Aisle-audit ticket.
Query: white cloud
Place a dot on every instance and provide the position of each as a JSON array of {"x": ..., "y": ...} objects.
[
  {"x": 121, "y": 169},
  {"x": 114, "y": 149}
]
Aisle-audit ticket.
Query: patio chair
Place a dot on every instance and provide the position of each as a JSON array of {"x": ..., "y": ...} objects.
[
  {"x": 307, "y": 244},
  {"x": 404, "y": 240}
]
--
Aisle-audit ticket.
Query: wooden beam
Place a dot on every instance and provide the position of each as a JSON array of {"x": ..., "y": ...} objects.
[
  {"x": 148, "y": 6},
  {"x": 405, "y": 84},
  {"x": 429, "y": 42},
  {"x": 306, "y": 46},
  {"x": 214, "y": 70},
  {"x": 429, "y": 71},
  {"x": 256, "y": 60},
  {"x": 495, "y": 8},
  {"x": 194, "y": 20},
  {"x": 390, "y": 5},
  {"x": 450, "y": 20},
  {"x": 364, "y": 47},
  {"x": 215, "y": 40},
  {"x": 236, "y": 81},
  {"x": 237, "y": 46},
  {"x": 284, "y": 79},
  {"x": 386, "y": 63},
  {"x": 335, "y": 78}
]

**Set exercise**
Extract each line of the records containing the string "Query", matching case exactly.

**Final result**
Query: white cloud
Query: patio chair
Query: wooden beam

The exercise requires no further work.